= What to do =
The response must consist of all the records, retyped exactly.

= Given information =
****

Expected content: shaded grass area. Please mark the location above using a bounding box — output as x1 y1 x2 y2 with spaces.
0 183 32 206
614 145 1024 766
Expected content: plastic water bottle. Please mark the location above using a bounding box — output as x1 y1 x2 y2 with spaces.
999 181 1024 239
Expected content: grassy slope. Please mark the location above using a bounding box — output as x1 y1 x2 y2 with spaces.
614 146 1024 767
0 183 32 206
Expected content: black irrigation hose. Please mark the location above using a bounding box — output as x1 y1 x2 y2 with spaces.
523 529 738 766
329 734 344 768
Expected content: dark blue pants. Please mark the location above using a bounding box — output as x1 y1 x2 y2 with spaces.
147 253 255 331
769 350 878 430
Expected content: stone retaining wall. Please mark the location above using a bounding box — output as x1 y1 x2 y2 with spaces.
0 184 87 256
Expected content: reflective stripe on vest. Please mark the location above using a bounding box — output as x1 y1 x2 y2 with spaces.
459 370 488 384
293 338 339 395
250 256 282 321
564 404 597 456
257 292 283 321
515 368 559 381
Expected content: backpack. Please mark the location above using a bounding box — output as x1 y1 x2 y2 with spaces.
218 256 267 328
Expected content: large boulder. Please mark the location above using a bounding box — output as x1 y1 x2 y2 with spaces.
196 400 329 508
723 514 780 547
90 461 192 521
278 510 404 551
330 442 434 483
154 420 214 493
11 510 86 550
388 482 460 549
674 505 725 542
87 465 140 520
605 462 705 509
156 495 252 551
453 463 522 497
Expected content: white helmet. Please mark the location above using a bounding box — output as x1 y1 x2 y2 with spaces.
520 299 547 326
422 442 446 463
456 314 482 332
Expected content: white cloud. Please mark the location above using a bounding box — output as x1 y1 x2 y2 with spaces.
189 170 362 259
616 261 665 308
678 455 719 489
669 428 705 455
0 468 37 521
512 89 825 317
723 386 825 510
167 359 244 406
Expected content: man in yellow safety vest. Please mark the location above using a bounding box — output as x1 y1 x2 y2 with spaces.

****

= Written solution =
Expected content: shaded grass area. Please mark the location above using a bounding box — output as x1 y1 x2 y2 with spaces.
0 183 32 206
614 145 1024 766
Expected content: plastic water bottle. Please mark the location above using a bounding box — output as x1 y1 x2 y2 with spaces.
999 181 1024 239
Expected content: grassy slope. Please mark the location above using a bounding box — output as x1 y1 x2 y2 with spaces.
614 146 1024 767
0 183 32 206
Expected content: black irrigation hose. Please mark the location above using a bounding box — output as x1 y1 x2 y2 with spaces.
523 529 738 766
329 734 344 768
Expected content: dark blue pants. Please mark the location above using a bounding box — output as x1 y1 x2 y2 with spaces.
147 253 255 331
769 350 878 430
Expected content: stone retaining wall. Please mark the location above using a bounding box — output as x1 y1 x2 y2 with spaces.
0 184 87 256
Expected content: reflective stripe on vest. Please mark the location above using a bounding box — output as x1 y1 x2 y2 with spaces.
459 370 488 384
293 338 339 395
250 256 282 321
564 404 597 456
257 292 283 321
515 368 559 381
Expected content: backpack. Please mark the location above using a bounding box — output as x1 y1 x2 y2 with spaces.
218 256 267 328
Expected content: large boulder. Please mark the location above using a bounding box — output as x1 y1 x2 y2 with spaces.
196 400 329 508
723 514 780 547
90 461 192 521
278 510 404 551
330 442 434 483
154 420 214 493
11 510 86 550
388 482 460 549
674 505 725 542
87 465 140 520
605 462 705 509
156 495 252 551
453 463 522 497
Expected content: white helmet. Please mark the location above using a bounding box — output as x1 y1 x2 y2 with spaces.
520 299 547 326
422 442 446 463
456 314 482 332
Expected content: white cloud. Please mark the location above using a bounding box — output as x1 y1 x2 y2 with spaces.
189 170 362 259
616 261 665 308
678 455 719 489
669 428 705 455
0 468 37 521
512 89 825 317
723 386 825 510
167 359 244 406
Expected content: man in yellow safety vest. Please mark the location above using a bounding box — output as x1 y1 x2 y2 with spaces.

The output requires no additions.